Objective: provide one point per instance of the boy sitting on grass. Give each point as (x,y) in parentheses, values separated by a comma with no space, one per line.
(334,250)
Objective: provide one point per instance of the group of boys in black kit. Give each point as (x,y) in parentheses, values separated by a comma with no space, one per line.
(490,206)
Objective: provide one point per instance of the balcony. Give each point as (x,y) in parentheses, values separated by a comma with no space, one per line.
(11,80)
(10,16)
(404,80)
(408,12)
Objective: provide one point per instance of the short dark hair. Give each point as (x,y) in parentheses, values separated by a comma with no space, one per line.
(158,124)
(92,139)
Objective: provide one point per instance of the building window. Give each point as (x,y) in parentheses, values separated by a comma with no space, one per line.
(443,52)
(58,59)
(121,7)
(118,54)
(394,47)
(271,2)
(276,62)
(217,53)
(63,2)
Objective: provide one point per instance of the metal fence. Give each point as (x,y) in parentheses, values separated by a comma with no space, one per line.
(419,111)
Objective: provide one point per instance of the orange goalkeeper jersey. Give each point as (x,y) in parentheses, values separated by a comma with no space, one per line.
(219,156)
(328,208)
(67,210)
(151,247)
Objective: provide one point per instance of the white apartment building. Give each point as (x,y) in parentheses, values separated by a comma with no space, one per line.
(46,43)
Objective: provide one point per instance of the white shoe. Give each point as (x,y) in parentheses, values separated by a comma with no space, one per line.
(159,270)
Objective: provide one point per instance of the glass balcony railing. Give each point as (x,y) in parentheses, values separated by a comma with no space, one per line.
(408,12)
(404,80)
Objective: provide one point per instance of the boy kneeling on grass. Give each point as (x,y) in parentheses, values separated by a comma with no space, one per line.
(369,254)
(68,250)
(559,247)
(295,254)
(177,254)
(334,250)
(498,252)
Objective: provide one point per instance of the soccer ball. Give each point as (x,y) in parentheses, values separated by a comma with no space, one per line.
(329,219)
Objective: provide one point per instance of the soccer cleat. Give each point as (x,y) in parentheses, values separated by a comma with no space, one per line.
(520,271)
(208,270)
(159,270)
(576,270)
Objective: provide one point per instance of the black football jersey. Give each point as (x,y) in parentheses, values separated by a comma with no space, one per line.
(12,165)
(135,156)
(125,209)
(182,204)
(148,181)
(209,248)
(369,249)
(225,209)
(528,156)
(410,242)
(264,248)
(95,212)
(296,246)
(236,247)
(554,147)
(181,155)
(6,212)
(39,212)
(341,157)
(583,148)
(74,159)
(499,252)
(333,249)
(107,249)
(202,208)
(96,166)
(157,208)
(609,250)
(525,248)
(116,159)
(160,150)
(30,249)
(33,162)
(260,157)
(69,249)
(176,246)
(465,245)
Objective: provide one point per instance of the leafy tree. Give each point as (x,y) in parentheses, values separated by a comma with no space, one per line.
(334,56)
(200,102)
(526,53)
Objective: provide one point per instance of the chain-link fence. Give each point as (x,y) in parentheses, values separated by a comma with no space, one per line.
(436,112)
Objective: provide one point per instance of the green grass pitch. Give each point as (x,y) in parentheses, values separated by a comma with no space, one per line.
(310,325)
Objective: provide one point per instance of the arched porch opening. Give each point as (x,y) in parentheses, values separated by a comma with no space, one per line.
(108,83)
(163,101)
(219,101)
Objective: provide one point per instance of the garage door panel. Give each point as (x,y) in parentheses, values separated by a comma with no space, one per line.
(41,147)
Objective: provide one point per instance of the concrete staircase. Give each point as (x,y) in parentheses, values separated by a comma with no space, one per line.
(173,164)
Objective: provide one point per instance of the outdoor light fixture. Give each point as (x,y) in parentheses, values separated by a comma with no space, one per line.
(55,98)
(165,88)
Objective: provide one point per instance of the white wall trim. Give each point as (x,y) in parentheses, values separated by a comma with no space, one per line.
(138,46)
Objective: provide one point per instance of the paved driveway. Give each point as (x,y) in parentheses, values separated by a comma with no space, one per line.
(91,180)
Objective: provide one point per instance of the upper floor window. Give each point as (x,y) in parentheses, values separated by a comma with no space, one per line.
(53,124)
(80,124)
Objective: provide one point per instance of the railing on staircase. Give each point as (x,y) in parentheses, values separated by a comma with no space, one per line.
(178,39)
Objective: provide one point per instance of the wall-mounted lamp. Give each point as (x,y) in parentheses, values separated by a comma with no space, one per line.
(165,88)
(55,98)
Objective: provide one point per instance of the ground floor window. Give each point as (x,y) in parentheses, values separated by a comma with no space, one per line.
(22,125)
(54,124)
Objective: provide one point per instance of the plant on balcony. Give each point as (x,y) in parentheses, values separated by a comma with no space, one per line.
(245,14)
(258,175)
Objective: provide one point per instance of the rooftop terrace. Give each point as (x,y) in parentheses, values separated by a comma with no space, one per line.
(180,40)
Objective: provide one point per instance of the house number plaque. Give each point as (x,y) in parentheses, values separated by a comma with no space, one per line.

◆ THE TASK
Return, unchanged, each line from the line containing "Objective: provide one point per instance of the arched" through the last line of the material.

◆ EXERCISE OUTPUT
Objective: provide one point per instance of the arched porch opening. Give each point as (x,y) in parentheses, values separated by a comma with no space, one per line.
(108,83)
(163,101)
(219,101)
Objective: provide one point per instance of the garage door panel. Give each point as (x,y) in parentheses, values separated by a comma with no space, one per line.
(41,147)
Objective: provide one point per instance of the concrete staircase. Give each point as (x,y) in parentheses, values separated by a comma with no space, one per line.
(173,164)
Objective: provide one point per instance of the outdoor light fixture. Give each point as (x,y) in parentheses, values separated by a comma with no space, one per line.
(55,98)
(165,88)
Objective: provide one point per instance of the white wall trim. Give each point as (x,y) in parentheses, values separated by a comma with no space, one per line.
(138,46)
Objective: provide one point per instance of the paved driveway. Give each point as (x,y) in parentheses, values separated by a comma with no space, one per line.
(91,180)
Objective: provide one point per instance of the upper floor window. Give each point as (x,y) in parentheses, values separated by a comma with no space, one per line.
(53,124)
(80,124)
Objective: provide one point per instance of the railing on staircase. Give each point as (x,y) in parentheses, values separated by a comma with no space, one per line.
(178,39)
Objective: provide one point per instance of the wall-mounted lamp. Give each point as (x,y) in parentheses, values separated by a comma with no space, one per line.
(165,88)
(55,98)
Objective: provide one point per instance of the ground floor window. Give each point as (x,y) in parentheses, values separated by a comma with no space, one per line.
(22,125)
(54,124)
Objective: provide one point per instance of the plant on balcony. Give each point as (x,y) in parentheses, values separated by a comma with no space, one per line.
(245,14)
(258,175)
Objective: provide one point per instance of the rooftop terrace. Give each point as (x,y) in parentheses, values separated by a comma with no space, one per line.
(180,40)
Objective: provide one point per instance of the house number plaque. Give each point as (x,y) in parentheses, values separated by a comma with no space, one per line.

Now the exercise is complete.